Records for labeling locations

_ _ _ _ _

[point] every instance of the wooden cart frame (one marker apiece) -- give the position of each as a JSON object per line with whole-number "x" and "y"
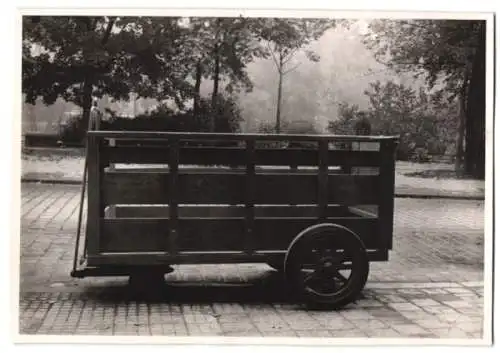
{"x": 229, "y": 198}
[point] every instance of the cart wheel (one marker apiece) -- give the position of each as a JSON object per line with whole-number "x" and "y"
{"x": 327, "y": 265}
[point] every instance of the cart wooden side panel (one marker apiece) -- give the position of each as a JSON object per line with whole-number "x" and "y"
{"x": 215, "y": 214}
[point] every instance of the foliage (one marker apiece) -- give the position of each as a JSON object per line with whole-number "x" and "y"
{"x": 451, "y": 55}
{"x": 418, "y": 117}
{"x": 284, "y": 38}
{"x": 437, "y": 49}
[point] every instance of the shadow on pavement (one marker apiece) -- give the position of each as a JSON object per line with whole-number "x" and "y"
{"x": 270, "y": 288}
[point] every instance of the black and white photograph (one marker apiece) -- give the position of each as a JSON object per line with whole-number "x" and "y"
{"x": 258, "y": 176}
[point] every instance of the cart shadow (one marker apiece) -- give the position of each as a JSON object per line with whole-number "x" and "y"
{"x": 268, "y": 288}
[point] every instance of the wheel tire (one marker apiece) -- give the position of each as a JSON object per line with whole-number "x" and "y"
{"x": 327, "y": 249}
{"x": 277, "y": 265}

_ _ _ _ _

→ **WORK TO DO**
Can you reproduce every one of these records word for word, leaving out the pictures?

→ **FULL SOLUTION**
[point] every instance of the wooden cart frame (one marker apiece) -- give the position of each as a JSON object per line with whole-number "x" and "y"
{"x": 229, "y": 198}
[point] every instance of the cart wheel (one marker apiece) -- give the position of each as a JSON object per line with whole-number "x" and "y"
{"x": 327, "y": 265}
[point] every instance of the cart wooden side panel (one marker apiece) -- give the position of each as a JSON object per line with whole-number "x" and "y"
{"x": 215, "y": 214}
[point] every instance of the foliage (one marker apiece) -- give the position of each as a JSON object per line with whole-number "x" and "y"
{"x": 451, "y": 55}
{"x": 418, "y": 117}
{"x": 284, "y": 38}
{"x": 437, "y": 49}
[point] every instance of the shadow on pavement (one marker apiece) -- give the position of each as a JSON object per line with whole-number "x" and "y"
{"x": 270, "y": 288}
[point] every instance of the black and white photograph (one marker apiece) -- give the position of each as a JSON object per line with whole-number "x" and "y"
{"x": 258, "y": 176}
[point] every instance of the cart shadow (one marker apiece) -- give the position of each as a JSON object per line with whole-number "x" and "y"
{"x": 268, "y": 288}
[point] every instance of the wheel tire (one marker apiece) -- give the position of each as a JSON object per line with whole-number "x" and "y"
{"x": 327, "y": 249}
{"x": 277, "y": 265}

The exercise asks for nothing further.